Exercise material: Begin

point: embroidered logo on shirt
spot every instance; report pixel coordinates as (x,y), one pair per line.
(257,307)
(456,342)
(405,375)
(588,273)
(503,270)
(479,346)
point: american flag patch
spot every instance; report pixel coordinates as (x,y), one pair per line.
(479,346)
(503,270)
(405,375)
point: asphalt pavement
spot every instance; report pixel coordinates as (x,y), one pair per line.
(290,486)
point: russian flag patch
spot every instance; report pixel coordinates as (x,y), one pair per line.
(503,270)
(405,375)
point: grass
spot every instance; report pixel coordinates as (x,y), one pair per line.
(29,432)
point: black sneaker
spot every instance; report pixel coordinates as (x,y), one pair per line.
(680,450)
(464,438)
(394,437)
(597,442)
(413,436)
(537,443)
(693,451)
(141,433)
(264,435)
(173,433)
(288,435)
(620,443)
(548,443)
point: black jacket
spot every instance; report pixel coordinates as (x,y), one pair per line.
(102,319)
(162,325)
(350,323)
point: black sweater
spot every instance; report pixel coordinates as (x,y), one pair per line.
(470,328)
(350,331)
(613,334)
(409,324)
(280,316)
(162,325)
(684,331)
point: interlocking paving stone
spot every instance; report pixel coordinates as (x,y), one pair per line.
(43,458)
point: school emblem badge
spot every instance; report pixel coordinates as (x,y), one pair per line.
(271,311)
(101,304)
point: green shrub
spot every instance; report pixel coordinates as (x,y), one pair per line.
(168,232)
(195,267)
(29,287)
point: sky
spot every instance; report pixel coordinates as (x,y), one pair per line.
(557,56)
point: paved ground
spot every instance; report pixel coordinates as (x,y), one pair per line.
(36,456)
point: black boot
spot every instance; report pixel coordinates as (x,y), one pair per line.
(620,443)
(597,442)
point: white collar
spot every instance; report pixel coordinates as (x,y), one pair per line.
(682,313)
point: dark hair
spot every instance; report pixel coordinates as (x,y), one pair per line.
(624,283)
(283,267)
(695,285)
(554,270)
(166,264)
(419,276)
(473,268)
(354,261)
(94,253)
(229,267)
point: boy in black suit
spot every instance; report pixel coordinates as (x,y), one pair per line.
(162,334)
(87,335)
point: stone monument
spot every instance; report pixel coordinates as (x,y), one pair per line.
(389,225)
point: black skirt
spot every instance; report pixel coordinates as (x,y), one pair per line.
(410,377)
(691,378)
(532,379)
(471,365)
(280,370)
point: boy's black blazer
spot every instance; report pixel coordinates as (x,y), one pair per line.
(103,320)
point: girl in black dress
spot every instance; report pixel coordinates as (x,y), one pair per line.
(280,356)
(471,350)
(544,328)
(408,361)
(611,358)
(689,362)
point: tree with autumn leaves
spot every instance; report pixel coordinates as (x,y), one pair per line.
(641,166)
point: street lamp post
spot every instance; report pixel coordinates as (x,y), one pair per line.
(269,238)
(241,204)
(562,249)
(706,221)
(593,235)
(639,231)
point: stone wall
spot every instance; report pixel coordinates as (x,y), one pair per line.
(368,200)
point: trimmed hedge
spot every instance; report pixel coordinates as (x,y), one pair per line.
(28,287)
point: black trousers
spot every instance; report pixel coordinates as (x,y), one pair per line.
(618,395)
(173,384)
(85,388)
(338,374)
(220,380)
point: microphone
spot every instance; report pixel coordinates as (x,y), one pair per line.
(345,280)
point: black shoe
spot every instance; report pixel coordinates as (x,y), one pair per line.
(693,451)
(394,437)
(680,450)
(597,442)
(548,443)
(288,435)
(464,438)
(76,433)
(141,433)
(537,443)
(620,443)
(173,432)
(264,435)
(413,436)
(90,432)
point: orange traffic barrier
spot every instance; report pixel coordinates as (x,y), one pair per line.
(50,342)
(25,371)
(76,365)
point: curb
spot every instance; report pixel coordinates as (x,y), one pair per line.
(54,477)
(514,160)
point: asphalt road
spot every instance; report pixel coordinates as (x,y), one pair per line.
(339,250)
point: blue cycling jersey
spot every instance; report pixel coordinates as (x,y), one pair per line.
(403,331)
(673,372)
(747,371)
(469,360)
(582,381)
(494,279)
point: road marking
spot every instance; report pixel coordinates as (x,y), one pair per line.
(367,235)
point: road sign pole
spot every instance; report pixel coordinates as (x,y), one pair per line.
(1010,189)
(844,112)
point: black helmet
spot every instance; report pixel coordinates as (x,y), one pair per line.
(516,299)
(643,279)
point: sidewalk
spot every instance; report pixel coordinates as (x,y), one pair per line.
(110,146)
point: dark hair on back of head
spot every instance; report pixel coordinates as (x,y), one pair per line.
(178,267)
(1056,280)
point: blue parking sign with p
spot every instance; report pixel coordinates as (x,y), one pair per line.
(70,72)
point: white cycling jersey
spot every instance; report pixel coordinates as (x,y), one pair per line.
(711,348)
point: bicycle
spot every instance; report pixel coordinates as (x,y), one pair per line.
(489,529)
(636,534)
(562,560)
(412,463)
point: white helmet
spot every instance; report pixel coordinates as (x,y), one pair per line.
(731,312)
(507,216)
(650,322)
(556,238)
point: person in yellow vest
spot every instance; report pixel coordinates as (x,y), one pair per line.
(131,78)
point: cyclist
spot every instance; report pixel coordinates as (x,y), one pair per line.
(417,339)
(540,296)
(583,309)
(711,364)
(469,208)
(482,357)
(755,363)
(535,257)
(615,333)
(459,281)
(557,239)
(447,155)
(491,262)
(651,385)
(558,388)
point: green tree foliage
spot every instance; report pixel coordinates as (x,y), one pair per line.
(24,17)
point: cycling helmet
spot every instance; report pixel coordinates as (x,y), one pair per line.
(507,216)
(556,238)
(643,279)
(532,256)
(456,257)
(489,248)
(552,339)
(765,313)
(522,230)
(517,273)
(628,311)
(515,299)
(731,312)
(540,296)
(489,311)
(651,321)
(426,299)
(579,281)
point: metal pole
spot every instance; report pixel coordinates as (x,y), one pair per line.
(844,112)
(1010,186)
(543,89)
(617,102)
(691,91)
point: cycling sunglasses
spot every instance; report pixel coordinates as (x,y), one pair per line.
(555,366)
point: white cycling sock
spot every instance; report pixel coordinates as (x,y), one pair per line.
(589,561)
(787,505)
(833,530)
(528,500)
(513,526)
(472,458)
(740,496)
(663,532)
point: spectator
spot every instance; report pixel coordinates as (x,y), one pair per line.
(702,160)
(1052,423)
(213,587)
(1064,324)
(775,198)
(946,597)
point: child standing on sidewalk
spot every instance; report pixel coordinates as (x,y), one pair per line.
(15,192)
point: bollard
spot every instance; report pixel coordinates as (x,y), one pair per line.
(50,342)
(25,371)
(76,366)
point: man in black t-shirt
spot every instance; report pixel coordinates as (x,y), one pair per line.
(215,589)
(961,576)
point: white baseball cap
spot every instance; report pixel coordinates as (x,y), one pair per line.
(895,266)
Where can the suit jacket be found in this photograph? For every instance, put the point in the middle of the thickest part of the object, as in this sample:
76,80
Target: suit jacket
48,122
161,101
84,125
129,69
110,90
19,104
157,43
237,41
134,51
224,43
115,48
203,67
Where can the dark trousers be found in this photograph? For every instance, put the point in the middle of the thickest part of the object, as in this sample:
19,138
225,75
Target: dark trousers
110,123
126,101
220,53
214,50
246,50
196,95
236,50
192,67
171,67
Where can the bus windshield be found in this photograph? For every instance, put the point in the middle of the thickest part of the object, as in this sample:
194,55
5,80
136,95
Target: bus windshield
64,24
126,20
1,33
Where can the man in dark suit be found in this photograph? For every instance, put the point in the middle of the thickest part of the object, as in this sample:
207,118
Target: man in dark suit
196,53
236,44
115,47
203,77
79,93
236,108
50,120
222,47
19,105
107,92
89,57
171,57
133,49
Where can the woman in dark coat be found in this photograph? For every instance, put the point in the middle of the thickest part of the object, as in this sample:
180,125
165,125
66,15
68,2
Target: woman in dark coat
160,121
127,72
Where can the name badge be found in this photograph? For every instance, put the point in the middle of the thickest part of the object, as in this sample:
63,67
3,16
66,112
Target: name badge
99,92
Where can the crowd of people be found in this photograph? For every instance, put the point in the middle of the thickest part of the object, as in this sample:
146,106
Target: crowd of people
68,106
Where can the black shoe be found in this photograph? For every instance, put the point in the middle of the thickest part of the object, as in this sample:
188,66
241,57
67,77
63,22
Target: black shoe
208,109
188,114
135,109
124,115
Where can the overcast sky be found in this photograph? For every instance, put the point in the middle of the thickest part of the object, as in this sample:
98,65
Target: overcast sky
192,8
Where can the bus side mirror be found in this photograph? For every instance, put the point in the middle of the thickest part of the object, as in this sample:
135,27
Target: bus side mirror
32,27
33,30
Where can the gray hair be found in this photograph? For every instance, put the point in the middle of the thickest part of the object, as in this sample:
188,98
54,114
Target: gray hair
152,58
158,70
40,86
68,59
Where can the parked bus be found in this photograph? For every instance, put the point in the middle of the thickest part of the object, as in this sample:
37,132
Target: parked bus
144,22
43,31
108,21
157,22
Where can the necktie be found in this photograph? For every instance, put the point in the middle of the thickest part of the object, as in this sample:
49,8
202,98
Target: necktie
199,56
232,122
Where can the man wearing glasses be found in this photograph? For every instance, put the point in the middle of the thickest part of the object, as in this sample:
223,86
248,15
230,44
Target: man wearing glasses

Exercise material: End

*Required action:* Taking the lines above, repeat exactly those from the line that contains "point: person in yellow vest" through the line that contains "point: child standing on sidewalk", and both of those lines as well. Include nothing else.

*Task response:*
point: person in yellow vest
spot every instance; report pixel coordinates as (x,y), one pair per line.
(131,78)
point: cyclist
spot every instance; report pixel coordinates as (x,y), one pair per line.
(417,339)
(540,296)
(583,309)
(711,364)
(469,208)
(482,357)
(755,363)
(535,257)
(615,333)
(459,281)
(557,239)
(447,155)
(491,262)
(651,385)
(558,388)
point: green tree foliage
spot every instance; report pixel coordinates as (x,y), one pair per line.
(24,17)
point: cycling helmet
spot every instance; report pixel coordinates as (x,y), one pair per line.
(507,216)
(556,238)
(643,279)
(532,256)
(456,257)
(489,248)
(552,339)
(765,313)
(522,230)
(517,273)
(628,311)
(515,299)
(731,312)
(540,296)
(489,311)
(651,321)
(426,299)
(579,281)
point: metal pole
spot every instance; report pixel coordinates as (x,y), one pair per line.
(844,112)
(1010,186)
(543,89)
(617,102)
(691,91)
point: cycling sunglasses
spot every instance; report pixel coordinates as (x,y), one pair per line.
(555,366)
point: white cycling sock
spot every instance; report pixel coordinates as (x,y), one pair per line.
(589,561)
(787,505)
(833,530)
(528,500)
(513,526)
(472,458)
(740,496)
(663,532)
point: spectator
spot every instance; report pixel coordinates as (x,y), one pair per line.
(702,160)
(1052,423)
(213,587)
(1064,324)
(775,198)
(946,597)
point: child standing on sidewalk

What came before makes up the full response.